### Dataset entries
'''
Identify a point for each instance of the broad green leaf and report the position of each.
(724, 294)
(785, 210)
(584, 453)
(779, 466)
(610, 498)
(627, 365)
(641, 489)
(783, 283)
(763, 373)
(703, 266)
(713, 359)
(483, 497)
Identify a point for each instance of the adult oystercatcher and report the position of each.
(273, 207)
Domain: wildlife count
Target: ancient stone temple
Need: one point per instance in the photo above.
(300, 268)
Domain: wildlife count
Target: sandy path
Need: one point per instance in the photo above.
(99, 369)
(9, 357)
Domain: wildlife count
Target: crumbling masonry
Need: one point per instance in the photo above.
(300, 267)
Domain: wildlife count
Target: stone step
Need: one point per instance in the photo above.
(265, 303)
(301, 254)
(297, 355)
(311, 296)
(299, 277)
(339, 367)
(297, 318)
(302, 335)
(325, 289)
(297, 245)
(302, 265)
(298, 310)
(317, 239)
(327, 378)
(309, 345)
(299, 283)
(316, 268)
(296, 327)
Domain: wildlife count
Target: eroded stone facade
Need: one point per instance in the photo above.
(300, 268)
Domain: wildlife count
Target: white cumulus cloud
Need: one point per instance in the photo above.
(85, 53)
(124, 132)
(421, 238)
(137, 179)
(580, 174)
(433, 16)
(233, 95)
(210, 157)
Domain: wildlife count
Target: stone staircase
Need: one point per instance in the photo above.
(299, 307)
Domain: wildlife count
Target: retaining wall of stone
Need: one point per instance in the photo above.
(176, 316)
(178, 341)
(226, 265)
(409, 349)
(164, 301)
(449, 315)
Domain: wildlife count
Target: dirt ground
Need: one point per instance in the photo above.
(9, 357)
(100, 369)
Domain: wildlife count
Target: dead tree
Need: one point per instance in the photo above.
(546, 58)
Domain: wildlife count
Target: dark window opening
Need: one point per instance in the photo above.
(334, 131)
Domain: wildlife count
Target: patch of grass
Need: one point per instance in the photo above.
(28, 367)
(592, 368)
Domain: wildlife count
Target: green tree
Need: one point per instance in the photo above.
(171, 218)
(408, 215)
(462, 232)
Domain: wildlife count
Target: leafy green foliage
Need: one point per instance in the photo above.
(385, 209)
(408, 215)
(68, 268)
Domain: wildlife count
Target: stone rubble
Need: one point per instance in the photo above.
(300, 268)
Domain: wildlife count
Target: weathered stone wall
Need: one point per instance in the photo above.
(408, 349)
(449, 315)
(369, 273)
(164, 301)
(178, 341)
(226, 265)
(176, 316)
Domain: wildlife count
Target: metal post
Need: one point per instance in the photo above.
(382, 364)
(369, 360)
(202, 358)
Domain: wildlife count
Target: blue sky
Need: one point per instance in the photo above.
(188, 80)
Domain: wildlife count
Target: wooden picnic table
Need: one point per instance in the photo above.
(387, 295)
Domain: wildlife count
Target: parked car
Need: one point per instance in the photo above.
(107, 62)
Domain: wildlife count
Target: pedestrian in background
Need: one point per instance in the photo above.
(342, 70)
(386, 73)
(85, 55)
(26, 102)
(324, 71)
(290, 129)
'''
### Exercise aim
The data above should be copied out with complete accuracy.

### Exercise answer
Identify a point for each instance of the broad green leaf and report the position of each.
(724, 294)
(785, 210)
(584, 453)
(779, 466)
(610, 498)
(627, 365)
(641, 489)
(783, 283)
(763, 373)
(703, 266)
(713, 359)
(483, 497)
Identify a point for each instance of the adult oystercatcher and report the position of each.
(273, 207)
Domain: wildlife count
Target: ancient stone temple
Need: one point per instance in the photo above.
(300, 268)
Domain: wildlife count
Target: sandy path
Need: one point per instance in the photo above.
(99, 369)
(9, 357)
Domain: wildlife count
Target: crumbling masonry
Need: one point per instance in the photo above.
(300, 267)
Domain: wildlife count
Target: stone step
Need: one point per instance in the photo above.
(265, 303)
(301, 254)
(297, 355)
(311, 296)
(299, 277)
(339, 367)
(297, 318)
(302, 335)
(325, 289)
(297, 245)
(302, 265)
(298, 310)
(317, 239)
(327, 378)
(309, 345)
(299, 283)
(316, 268)
(296, 327)
Domain: wildlife count
Target: eroded stone facade
Need: one point per instance in the photo above.
(300, 268)
Domain: wildlife count
Target: white cumulus cloud
Need: one point per instance in the photo above.
(85, 53)
(124, 132)
(421, 238)
(137, 179)
(580, 174)
(433, 16)
(233, 95)
(210, 157)
Domain: wildlife count
Target: stone staircase
Need: one point per instance in the photo above.
(299, 307)
Domain: wildlife count
Target: retaining wall of stone
Need: one point per instance in the photo above.
(176, 316)
(178, 341)
(226, 265)
(409, 349)
(164, 301)
(449, 315)
Domain: wildlife count
Target: dirt ground
Need: one point per instance in the photo above.
(9, 357)
(100, 369)
Domain: wildlife count
Target: dead tree
Need: one point per instance in the photo above.
(546, 58)
Domain: wildlife count
Target: dark window opening
Need: one point per instance in the photo above.
(334, 131)
Domain: wildlife count
Target: patch of grass
Need: one point per instance in the photo above.
(28, 367)
(592, 368)
Domain: wildlife count
Target: green tree
Need: one point per instance in the photo above.
(171, 218)
(408, 215)
(462, 232)
Domain: wildlife count
Target: leafy green foliage
Need: one point per instance in the photo above.
(385, 209)
(408, 215)
(68, 268)
Domain: wildlife count
Target: stone rubble
Need: one point per instance in the photo above.
(300, 268)
Domain: wildlife count
Target: weathered stone wall
Need: one point per instance in the photo above.
(408, 349)
(449, 315)
(369, 273)
(164, 301)
(178, 341)
(226, 265)
(176, 316)
Domain: wildlife count
Target: metal post
Need: one point per instance in the photo above.
(382, 364)
(369, 360)
(202, 358)
Domain: wildlife count
Target: blue sky
Need: one point per instance in the photo above.
(188, 80)
Domain: wildlife count
Target: wooden picnic table
Need: one point per instance in the photo above.
(387, 295)
Domain: wildlife count
Target: parked car
Need: one point per instance in the photo above.
(107, 62)
Domain: wildlife count
Target: pedestrian in background
Need: one point per instance in the photo above.
(342, 70)
(386, 73)
(85, 55)
(26, 102)
(324, 71)
(290, 129)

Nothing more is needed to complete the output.